JOB |
Reproduce every line from the one containing "If you could mark the painted" down to the one containing "<point>299,330</point>", shifting each x and y coordinate in the point answers up by 28 and leaving all other text unchanged.

--- Start of MATERIAL FOR THIS EXERCISE ---

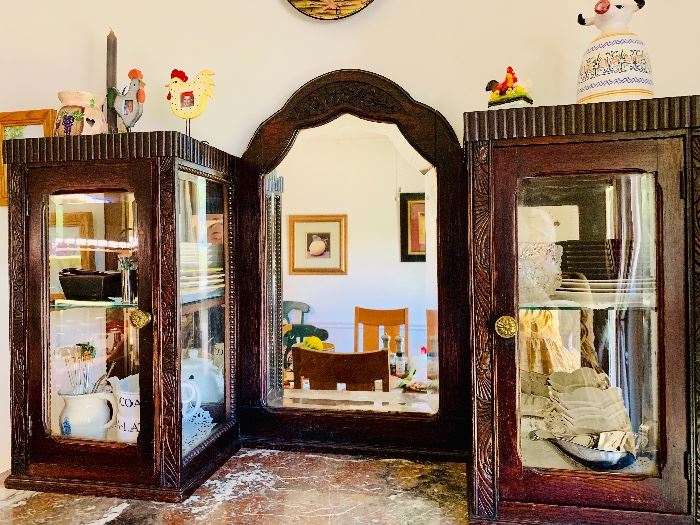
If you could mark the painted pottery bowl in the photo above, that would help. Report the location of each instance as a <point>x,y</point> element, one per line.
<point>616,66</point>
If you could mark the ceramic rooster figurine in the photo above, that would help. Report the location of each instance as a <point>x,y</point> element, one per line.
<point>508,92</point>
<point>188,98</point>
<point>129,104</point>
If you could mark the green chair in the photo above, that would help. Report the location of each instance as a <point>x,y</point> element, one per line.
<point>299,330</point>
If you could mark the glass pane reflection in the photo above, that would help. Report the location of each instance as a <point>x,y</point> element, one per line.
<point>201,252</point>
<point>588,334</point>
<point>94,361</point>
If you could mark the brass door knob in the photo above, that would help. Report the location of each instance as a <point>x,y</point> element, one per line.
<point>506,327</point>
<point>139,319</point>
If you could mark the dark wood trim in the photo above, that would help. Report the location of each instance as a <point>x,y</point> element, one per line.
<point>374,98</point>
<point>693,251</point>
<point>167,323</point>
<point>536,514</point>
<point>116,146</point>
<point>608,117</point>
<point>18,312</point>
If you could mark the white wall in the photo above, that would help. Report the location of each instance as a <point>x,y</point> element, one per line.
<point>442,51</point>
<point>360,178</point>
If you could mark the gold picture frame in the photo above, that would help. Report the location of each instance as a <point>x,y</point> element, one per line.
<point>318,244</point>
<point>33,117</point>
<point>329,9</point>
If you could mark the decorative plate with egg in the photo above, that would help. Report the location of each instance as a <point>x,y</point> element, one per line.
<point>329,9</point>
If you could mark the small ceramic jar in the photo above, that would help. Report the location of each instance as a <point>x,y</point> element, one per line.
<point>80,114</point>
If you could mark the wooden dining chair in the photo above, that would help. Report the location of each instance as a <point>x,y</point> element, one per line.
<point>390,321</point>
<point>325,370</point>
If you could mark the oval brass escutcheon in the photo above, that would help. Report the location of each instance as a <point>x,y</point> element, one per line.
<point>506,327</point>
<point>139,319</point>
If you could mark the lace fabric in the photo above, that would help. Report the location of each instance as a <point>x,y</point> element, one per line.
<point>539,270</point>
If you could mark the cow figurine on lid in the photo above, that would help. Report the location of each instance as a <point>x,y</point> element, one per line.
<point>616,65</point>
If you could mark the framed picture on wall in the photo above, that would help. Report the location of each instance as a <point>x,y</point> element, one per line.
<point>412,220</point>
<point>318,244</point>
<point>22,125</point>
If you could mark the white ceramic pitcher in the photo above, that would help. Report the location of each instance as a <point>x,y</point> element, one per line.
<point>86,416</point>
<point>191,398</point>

--- End of MATERIAL FOR THIS EXERCISE ---
--- Start of MATERIAL FOR THIS EXERCISE ---

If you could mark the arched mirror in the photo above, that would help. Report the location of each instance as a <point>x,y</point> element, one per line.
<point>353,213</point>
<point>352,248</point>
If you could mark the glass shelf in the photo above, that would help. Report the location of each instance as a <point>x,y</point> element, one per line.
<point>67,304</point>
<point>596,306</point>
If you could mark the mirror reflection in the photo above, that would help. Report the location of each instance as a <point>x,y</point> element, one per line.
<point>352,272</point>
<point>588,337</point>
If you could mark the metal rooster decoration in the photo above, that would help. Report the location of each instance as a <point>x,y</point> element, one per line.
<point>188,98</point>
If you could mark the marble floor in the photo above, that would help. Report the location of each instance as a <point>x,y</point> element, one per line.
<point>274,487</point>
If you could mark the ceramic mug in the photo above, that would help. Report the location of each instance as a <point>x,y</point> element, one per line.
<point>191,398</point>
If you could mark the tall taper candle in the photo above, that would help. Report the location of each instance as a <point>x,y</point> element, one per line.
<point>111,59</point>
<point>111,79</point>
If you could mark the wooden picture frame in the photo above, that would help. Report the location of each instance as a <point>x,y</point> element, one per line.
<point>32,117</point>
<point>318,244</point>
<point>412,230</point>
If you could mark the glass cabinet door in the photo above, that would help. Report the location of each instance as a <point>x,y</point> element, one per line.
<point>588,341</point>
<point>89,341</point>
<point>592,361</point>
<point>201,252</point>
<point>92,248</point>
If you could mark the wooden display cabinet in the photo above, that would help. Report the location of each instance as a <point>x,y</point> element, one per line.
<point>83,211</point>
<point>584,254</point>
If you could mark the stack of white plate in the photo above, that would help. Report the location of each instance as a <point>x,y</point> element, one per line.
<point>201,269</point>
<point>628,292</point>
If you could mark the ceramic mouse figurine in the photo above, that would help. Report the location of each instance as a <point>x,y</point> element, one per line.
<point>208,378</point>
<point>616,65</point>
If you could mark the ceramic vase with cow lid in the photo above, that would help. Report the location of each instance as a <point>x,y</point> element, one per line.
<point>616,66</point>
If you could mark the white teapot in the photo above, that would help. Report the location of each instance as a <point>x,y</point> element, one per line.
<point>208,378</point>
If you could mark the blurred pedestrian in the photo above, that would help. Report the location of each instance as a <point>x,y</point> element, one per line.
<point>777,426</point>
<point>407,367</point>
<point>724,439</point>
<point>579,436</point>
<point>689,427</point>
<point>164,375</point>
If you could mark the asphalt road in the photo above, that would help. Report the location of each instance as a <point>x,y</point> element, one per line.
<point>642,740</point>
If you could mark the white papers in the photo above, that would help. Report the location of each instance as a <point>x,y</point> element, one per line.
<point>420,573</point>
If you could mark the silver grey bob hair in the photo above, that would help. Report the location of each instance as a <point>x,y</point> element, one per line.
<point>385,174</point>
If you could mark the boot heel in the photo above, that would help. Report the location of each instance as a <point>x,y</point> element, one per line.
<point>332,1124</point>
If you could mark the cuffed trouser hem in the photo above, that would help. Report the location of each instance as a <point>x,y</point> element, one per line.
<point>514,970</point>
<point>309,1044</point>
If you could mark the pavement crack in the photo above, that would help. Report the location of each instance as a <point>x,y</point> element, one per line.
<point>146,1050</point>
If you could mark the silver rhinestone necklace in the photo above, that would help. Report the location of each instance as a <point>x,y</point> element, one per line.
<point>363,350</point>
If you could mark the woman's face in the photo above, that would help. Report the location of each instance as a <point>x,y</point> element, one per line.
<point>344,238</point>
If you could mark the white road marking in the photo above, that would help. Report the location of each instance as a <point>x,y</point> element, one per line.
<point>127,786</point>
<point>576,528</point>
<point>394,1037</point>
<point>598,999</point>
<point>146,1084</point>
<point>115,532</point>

--- End of MATERIAL FOR THIS EXERCISE ---

EXERCISE ANSWER |
If you could mark the painted pottery bowl in the photo above, that would help. Report the location of each instance as a <point>x,y</point> element, one per line.
<point>644,94</point>
If you could mark the ceramic rooster figurine in the photo above, that would help. Report the location of each instance as a <point>x,y</point> element, one per line.
<point>536,120</point>
<point>216,126</point>
<point>157,132</point>
If you could mark the green chair in the photo above, that would help. Report the location of each instance as a <point>x,y</point> element, one per line.
<point>327,358</point>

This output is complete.